(Extrait à examiner)
**********

Q - Oui puisque Jacques Chirac, samedi, quand il a inauguré le Salon, un agriculteur vient vers lui, ce n'était pas le premier, lui dit : "Moi je vais voter 'Non'", et Jacques Chirac lui dit : "Eh bien si vous voulez vous tirer une balle dans le pied, faites-le. Mais c'est une connerie, je vous le dis" ! Ça a été reçu comment cette vigoureuse réaction du Président de la République : "C'est une connerie, je vous le dis" !
R - Je crois qu'il faut savoir s'expliquer comme ça. C'est-à-dire que le Président de la République a sans doute voulu souligner... Vous avez dit tout à l'heure qu'on bénéficiait beaucoup de l'Europe. Certes, nous bénéficions de l'Europe sur un plan de conditions financières, de l'apport budgétaire, mais ce n'est pas suffisant. Si l'agriculteur demain ne peut pas vivre de son métier du fait de cette politique européenne, c'est normal qu'il interpelle nos dirigeants et les membres du gouvernement.
Q - Jean-Pierre Raffarin sera au Mans pour votre congrès, dans quinze jours. Vous allez le recevoir gentiment ou vous allez le chahuter ?

**********

(Jeu de données)
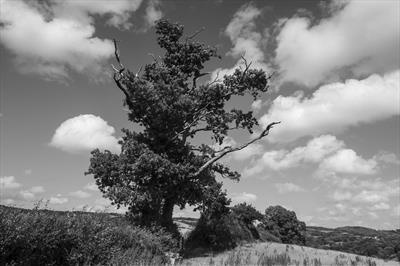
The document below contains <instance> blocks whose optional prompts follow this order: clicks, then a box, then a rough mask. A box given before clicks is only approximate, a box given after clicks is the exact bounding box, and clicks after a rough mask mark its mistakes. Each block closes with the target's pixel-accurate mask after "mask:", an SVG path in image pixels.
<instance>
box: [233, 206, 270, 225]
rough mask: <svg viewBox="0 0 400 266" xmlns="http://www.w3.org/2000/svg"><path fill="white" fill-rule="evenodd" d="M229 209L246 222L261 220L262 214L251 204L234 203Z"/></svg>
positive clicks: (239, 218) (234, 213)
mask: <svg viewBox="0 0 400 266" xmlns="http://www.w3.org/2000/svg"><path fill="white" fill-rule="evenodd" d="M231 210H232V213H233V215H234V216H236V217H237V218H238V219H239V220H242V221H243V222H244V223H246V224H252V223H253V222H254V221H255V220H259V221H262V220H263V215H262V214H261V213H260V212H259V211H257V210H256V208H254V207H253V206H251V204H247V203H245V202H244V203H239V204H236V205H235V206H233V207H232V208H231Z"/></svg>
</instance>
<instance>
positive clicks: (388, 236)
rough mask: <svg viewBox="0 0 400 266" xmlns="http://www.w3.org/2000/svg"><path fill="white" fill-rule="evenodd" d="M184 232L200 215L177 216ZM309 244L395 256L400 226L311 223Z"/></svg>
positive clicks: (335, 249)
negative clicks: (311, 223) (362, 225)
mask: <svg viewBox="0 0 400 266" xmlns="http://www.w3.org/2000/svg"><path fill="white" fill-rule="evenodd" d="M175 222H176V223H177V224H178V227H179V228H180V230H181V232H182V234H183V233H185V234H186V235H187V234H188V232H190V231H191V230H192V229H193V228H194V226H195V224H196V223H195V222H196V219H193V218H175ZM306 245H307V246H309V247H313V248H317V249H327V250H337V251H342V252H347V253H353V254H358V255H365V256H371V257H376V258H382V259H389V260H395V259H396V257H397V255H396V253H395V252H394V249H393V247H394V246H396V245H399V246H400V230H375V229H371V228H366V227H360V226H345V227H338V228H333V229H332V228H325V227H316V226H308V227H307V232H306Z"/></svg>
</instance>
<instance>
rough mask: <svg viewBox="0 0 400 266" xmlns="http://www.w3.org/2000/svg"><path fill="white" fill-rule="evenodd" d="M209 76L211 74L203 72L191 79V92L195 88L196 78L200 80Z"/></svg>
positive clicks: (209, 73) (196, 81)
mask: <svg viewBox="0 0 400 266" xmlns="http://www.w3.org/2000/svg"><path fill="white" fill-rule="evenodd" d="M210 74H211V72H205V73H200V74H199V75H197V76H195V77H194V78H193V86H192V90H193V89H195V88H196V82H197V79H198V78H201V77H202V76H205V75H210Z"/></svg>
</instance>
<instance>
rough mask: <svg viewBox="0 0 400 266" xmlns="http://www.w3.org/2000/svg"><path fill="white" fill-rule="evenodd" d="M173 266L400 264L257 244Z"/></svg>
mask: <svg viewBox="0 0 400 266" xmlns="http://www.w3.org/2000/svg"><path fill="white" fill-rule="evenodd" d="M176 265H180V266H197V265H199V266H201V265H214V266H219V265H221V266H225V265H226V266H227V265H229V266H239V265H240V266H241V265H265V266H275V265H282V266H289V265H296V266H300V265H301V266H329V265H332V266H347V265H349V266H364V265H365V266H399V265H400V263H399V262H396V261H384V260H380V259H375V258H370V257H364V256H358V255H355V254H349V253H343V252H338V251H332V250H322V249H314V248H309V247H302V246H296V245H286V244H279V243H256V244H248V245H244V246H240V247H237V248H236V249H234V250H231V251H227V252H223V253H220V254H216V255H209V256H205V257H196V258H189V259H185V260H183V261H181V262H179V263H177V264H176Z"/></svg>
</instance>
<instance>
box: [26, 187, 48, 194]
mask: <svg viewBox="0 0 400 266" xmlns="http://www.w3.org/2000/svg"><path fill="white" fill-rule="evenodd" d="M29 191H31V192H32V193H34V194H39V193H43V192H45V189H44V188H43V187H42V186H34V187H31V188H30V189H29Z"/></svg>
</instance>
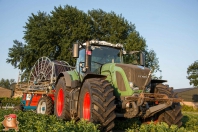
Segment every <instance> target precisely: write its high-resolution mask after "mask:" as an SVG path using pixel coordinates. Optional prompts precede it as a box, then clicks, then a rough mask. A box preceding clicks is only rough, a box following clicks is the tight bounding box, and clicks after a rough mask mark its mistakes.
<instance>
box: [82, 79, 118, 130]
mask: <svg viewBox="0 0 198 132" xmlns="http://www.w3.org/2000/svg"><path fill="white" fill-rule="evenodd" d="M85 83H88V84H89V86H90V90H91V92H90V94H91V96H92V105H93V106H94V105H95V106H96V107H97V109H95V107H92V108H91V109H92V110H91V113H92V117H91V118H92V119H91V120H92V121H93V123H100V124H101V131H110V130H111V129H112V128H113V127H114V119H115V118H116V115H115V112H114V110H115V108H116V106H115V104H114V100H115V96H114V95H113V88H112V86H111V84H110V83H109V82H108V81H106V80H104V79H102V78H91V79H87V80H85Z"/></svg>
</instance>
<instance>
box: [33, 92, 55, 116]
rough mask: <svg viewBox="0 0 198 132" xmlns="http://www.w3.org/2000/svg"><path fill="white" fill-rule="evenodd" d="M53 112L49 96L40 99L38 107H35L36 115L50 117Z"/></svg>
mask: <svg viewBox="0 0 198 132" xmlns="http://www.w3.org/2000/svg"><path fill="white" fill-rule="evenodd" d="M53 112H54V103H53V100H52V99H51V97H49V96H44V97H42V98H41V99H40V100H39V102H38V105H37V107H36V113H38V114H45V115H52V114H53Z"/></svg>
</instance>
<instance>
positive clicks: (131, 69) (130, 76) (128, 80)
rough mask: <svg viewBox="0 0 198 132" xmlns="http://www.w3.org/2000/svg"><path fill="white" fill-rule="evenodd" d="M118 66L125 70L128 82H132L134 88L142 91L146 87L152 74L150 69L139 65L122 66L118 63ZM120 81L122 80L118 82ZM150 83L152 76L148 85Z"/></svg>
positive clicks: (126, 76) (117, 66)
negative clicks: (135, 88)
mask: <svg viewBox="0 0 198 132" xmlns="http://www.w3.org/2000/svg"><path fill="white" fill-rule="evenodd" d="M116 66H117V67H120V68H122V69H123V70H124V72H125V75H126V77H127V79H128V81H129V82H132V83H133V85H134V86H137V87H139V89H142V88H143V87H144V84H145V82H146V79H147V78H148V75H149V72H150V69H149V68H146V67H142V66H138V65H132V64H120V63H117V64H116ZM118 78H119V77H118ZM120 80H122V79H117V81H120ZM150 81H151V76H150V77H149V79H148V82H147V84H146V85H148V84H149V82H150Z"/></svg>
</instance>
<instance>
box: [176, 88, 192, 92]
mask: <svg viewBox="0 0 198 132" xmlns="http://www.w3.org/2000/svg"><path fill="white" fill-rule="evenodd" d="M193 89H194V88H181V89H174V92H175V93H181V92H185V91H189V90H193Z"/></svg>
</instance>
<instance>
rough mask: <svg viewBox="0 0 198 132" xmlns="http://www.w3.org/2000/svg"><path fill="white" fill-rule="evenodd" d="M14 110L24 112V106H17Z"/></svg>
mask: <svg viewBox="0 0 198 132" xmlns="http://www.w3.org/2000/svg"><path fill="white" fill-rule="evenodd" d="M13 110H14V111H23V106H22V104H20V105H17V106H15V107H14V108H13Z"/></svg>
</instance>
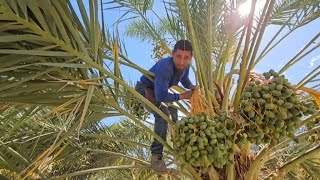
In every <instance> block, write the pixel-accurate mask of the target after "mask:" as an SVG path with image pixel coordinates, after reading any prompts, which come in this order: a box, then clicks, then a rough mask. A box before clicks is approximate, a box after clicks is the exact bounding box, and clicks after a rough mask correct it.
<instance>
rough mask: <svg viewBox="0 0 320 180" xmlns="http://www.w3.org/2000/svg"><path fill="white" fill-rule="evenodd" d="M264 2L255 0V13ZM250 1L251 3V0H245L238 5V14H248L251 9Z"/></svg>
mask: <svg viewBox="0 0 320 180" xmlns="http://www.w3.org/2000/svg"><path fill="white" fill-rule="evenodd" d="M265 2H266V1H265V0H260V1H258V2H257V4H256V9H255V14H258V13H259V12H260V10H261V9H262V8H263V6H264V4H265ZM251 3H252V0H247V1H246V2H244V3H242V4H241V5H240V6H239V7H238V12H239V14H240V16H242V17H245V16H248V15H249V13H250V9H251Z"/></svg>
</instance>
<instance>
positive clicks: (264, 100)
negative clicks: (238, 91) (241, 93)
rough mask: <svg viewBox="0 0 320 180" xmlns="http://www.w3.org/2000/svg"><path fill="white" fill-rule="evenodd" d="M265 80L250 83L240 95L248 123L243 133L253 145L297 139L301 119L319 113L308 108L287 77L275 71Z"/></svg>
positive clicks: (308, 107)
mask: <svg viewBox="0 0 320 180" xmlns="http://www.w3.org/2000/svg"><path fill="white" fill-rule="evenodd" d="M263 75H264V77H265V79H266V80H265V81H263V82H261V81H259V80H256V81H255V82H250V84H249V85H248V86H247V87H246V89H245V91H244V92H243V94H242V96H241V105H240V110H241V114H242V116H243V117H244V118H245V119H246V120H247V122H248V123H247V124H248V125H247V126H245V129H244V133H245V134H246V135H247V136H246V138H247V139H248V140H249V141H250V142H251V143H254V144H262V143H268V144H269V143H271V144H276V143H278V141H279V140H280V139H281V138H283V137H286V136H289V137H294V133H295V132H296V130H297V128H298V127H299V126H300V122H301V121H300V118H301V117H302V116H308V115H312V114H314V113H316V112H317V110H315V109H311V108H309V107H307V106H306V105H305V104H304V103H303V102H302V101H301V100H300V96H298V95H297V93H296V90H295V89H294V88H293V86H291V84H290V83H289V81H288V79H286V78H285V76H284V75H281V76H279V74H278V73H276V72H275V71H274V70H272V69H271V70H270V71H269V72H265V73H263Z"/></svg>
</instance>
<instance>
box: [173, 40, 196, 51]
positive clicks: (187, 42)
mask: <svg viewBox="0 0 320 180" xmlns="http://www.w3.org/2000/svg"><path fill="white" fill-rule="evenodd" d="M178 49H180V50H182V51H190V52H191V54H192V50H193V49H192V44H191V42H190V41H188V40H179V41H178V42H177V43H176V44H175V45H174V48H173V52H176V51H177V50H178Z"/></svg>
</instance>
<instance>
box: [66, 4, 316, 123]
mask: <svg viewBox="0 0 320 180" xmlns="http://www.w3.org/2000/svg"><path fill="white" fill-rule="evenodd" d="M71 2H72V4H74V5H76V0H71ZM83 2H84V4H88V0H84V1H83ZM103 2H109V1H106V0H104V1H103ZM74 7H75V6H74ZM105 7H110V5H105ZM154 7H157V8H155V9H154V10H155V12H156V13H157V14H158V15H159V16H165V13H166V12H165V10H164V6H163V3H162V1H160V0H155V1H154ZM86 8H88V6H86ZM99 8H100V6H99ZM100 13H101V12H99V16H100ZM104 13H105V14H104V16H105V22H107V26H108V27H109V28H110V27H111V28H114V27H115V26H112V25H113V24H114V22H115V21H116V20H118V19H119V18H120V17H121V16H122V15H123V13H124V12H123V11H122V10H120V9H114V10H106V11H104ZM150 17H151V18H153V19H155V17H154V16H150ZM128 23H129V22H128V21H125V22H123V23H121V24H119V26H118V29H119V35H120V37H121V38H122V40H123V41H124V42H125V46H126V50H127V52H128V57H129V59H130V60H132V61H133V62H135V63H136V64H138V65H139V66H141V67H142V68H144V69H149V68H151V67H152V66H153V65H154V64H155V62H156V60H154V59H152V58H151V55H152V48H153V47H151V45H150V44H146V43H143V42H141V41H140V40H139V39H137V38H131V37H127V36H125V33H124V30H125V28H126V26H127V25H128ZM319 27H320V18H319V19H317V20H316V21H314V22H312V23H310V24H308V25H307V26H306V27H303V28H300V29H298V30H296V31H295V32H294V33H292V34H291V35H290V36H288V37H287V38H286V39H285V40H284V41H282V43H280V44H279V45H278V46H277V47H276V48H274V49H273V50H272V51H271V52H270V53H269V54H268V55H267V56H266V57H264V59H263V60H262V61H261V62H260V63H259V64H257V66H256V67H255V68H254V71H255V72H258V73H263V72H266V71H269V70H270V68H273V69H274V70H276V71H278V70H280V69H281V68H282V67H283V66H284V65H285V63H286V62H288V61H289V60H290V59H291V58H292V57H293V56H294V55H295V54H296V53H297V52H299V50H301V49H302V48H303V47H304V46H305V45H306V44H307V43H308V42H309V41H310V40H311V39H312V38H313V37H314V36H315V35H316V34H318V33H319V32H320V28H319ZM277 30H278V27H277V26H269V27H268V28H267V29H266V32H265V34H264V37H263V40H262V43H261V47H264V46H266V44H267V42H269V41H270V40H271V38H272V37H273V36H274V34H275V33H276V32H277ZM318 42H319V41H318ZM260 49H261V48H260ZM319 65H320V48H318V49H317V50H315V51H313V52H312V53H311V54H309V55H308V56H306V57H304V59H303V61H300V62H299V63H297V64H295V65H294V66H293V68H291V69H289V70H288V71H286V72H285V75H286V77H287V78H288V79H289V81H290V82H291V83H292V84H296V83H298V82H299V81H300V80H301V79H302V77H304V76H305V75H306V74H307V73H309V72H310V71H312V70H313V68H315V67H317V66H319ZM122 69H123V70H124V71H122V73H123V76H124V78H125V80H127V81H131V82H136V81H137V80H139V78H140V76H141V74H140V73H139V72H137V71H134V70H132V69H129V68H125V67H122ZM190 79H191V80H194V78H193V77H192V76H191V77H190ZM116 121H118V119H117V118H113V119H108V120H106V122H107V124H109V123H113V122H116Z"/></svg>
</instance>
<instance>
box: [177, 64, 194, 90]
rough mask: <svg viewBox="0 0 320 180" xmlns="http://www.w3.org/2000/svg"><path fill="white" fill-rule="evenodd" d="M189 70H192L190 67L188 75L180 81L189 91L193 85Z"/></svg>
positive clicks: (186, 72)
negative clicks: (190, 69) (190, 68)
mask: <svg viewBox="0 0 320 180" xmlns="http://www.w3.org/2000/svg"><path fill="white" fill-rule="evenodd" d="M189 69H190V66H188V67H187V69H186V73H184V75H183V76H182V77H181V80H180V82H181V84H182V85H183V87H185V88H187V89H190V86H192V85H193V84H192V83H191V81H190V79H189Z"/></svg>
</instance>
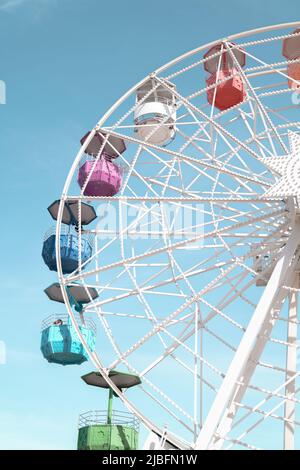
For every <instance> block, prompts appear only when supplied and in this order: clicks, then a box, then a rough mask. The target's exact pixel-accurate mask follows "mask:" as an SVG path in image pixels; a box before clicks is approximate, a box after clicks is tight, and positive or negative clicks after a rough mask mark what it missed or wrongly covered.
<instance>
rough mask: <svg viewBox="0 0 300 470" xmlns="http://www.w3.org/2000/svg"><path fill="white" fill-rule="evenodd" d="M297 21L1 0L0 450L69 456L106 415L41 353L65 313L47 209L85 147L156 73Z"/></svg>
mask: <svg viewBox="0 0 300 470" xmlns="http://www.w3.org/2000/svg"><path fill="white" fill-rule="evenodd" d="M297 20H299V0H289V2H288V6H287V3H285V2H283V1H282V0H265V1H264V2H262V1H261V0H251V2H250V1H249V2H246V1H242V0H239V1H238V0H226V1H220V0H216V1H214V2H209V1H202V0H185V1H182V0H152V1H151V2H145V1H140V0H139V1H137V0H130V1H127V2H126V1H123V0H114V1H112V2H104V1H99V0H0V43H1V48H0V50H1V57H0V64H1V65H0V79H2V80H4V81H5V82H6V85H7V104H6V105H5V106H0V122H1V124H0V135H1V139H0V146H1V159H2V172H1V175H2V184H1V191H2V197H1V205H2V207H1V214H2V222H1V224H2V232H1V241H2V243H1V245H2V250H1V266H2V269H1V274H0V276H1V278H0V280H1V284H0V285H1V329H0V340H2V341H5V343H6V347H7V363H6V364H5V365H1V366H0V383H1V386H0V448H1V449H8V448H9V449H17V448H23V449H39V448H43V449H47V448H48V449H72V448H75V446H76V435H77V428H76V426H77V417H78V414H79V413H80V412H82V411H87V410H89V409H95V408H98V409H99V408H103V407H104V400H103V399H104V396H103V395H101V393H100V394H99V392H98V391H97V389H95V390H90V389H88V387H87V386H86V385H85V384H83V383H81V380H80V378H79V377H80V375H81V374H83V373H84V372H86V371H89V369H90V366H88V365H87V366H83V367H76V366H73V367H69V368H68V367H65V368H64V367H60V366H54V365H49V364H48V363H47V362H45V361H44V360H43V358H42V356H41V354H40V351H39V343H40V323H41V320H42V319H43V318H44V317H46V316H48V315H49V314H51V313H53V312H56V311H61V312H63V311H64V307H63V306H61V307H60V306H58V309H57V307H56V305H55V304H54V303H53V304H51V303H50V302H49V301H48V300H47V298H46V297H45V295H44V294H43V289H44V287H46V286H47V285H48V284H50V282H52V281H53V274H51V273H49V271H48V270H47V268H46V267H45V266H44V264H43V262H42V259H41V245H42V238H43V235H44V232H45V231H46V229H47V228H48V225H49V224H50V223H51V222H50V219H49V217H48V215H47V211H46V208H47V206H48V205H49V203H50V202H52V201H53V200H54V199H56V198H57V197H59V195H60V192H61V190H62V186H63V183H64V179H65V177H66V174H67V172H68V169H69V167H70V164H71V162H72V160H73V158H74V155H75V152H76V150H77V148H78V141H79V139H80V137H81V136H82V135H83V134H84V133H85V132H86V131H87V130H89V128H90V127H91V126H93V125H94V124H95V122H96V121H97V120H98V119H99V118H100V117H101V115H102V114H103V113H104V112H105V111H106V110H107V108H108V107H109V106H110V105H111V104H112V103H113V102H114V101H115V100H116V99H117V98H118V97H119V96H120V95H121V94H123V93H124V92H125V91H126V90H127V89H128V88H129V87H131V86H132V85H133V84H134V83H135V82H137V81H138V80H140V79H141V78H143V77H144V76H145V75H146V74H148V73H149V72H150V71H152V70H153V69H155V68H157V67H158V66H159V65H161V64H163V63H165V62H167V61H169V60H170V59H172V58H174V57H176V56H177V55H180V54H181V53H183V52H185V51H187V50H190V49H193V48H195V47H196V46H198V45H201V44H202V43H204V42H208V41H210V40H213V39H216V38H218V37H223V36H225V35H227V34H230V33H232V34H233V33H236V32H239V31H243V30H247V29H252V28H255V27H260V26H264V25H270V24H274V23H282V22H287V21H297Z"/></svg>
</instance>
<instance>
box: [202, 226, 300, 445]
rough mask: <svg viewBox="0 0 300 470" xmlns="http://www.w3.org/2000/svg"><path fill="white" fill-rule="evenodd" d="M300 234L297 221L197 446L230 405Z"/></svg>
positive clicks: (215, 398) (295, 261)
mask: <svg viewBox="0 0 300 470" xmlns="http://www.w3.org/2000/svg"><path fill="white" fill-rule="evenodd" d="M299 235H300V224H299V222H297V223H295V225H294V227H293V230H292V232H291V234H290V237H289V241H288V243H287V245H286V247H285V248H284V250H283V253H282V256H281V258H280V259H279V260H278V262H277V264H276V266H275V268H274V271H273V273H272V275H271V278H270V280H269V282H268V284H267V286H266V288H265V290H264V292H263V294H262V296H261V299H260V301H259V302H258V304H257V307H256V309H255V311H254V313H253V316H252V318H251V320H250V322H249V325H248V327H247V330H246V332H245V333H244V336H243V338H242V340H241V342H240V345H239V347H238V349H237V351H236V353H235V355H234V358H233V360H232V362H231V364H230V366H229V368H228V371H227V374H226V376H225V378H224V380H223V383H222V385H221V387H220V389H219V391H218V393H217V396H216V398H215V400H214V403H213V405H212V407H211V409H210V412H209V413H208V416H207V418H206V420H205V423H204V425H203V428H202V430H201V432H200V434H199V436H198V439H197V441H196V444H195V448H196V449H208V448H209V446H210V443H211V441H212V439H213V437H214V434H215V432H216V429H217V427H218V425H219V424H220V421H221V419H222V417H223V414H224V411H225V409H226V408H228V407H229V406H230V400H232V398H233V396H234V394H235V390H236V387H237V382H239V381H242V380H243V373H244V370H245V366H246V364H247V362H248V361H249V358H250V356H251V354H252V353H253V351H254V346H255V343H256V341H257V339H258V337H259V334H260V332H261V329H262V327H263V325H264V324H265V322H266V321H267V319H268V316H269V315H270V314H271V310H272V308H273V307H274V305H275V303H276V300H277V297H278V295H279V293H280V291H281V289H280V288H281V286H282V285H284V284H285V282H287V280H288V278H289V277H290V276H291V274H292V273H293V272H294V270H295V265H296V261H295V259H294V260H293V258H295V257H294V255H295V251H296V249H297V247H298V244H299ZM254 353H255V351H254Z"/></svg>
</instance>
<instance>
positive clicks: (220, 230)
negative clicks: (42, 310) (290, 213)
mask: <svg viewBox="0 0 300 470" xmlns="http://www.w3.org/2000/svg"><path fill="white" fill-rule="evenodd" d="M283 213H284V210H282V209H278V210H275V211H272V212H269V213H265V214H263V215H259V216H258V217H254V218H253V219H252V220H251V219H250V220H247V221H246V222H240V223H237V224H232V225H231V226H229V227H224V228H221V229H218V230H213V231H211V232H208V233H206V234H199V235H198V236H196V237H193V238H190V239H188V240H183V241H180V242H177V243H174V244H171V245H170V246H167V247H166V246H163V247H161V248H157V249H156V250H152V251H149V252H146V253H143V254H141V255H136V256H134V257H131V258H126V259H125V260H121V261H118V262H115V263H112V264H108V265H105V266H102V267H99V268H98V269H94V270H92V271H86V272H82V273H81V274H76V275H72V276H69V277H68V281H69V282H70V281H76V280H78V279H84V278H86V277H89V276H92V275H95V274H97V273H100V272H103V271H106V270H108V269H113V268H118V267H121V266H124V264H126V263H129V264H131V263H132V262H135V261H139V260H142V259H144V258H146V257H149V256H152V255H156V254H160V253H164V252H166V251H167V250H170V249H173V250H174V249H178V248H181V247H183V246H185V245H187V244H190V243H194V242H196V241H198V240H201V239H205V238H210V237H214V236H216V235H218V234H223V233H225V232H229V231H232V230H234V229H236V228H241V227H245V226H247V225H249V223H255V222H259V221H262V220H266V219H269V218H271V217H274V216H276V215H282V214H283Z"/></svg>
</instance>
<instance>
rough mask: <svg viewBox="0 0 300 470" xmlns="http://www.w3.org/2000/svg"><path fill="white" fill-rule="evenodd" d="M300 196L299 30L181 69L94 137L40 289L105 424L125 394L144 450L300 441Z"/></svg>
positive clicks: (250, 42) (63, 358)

**********

(Tâche 1) Relevez toutes les paroles rapportées entre guillemets doubles dans l'extrait à examiner.
(Tâche 2) Selon l'extrait à examiner, dans quelle ville Jean-Pierre Raffarin sera-t-il dans quinze jours ?
(Tâche 3) Prolongez l'extrait à examiner, cet entretien sur l'agriculture et l'Europe, à partir de sa dernière phrase.

(Résultat attendu 1)
- « Moi je vais voter 'Non' »
- « Eh bien si vous voulez vous tirer une balle dans le pied, faites-le. Mais c'est une connerie, je vous le dis »
- « C'est une connerie, je vous le dis »

(Résultat attendu 2) Au Mans.

(Résultat attendu 3)
R - Ce sont les congressistes qui décideront. Nous ce que nous voulons, c'est que le Premier ministre vienne dire clairement les ambitions de son gouvernement pour notre agriculture et ses paysans. Nous sommes à la veille d'un débat d'une loi d'orientation agricole, et j'ai demandé à ce que ce soit justement une loi d'orientation, et non pas une loi de modernisation. Ce n'est plus l'heure de mettre des rustines ! L'heure est à dire clairement : "Voilà la politique d'accompagnement, d'adaptation, de modernisation que l'on veut mettre en place en France", tenant compte de l'environnement européen - qui a beaucoup changé, on est une Europe à vingt-cinq, à vingt-sept bientôt - des négociations internationales en fin d'année. Nous attendons du Premier ministre qu'il dise : voilà l'engagement du gouvernement pour faire en sorte qu'en 2015, en 2020, nous ayons cette agriculture performante, compétitive, avec des hommes et des femmes fiers de leur métier, assurant une alimentation de qualité à nos consommateurs - français notamment - européens.
Q - Bon, il faut qu'il ne s'attende pas à être un peu secoué, le Premier ministre ?
R - Eh bien, je lui dirai les choses clairement.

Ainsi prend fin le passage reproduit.